▸ **DATA EXTRACT**:
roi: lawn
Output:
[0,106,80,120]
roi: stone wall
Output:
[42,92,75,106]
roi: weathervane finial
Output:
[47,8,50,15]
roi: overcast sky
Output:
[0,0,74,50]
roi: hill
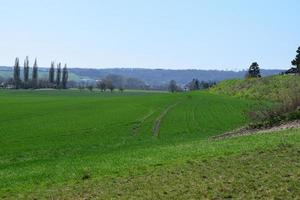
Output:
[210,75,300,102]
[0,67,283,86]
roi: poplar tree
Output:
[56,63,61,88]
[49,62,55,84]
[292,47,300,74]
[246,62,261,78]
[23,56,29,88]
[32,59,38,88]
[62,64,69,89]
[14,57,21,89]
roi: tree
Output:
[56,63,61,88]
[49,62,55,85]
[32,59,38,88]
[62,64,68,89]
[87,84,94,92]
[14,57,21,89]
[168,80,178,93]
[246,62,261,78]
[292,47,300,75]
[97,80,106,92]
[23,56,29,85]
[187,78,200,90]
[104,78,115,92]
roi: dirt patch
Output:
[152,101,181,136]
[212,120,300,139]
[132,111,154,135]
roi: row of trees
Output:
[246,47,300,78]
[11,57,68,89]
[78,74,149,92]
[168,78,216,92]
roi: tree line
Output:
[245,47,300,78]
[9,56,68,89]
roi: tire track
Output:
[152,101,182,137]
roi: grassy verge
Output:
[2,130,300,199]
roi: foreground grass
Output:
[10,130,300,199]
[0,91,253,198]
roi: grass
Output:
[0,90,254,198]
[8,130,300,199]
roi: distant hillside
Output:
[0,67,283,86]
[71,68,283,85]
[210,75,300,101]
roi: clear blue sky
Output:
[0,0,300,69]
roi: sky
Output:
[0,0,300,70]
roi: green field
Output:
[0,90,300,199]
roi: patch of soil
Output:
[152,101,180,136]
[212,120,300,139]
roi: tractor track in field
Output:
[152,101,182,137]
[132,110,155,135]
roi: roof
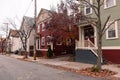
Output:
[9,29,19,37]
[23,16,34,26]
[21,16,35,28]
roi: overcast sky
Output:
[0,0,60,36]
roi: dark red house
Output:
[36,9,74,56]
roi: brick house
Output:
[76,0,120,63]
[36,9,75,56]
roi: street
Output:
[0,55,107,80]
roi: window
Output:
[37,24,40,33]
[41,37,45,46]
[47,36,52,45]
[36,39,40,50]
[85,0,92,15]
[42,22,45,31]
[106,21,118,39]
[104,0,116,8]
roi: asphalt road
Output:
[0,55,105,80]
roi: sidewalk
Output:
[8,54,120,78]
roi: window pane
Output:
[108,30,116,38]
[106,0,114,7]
--
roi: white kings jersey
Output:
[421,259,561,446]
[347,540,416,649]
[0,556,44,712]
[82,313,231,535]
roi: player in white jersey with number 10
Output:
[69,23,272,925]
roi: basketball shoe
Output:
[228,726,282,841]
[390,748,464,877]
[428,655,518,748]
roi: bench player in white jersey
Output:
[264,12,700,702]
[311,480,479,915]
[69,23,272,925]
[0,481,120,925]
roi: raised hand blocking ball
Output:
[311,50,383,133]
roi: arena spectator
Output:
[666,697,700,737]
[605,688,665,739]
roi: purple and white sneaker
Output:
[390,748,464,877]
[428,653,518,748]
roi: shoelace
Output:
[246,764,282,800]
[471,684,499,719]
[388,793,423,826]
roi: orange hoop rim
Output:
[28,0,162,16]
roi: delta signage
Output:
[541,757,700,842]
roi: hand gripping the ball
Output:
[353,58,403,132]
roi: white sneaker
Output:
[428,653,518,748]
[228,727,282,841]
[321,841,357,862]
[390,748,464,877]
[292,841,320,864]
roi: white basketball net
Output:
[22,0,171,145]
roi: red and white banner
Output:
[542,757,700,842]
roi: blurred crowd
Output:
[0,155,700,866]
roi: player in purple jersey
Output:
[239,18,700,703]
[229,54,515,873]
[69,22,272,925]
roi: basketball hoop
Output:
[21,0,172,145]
--
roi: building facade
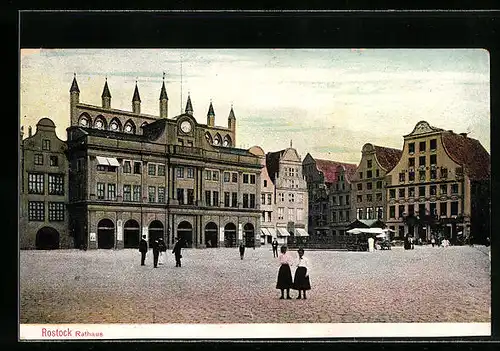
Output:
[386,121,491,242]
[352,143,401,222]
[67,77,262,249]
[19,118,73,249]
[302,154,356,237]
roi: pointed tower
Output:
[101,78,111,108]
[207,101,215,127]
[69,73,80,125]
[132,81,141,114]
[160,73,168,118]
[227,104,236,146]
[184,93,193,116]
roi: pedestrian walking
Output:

▸ **EXERCISE DIRECTIONS**: Please print the stretch of records from the line containing "roi: blurred crowd" through the line containing "[21,0,172,145]", with each line reproduced unchanged and nothing else added.

▸ **ANSWER TO THE PROBLEM**:
roi: blurred crowd
Output:
[0,155,700,866]
roi: player in purple jersey
Output:
[239,18,700,703]
[229,54,515,873]
[69,22,272,925]
roi: basketball hoop
Output:
[21,0,172,145]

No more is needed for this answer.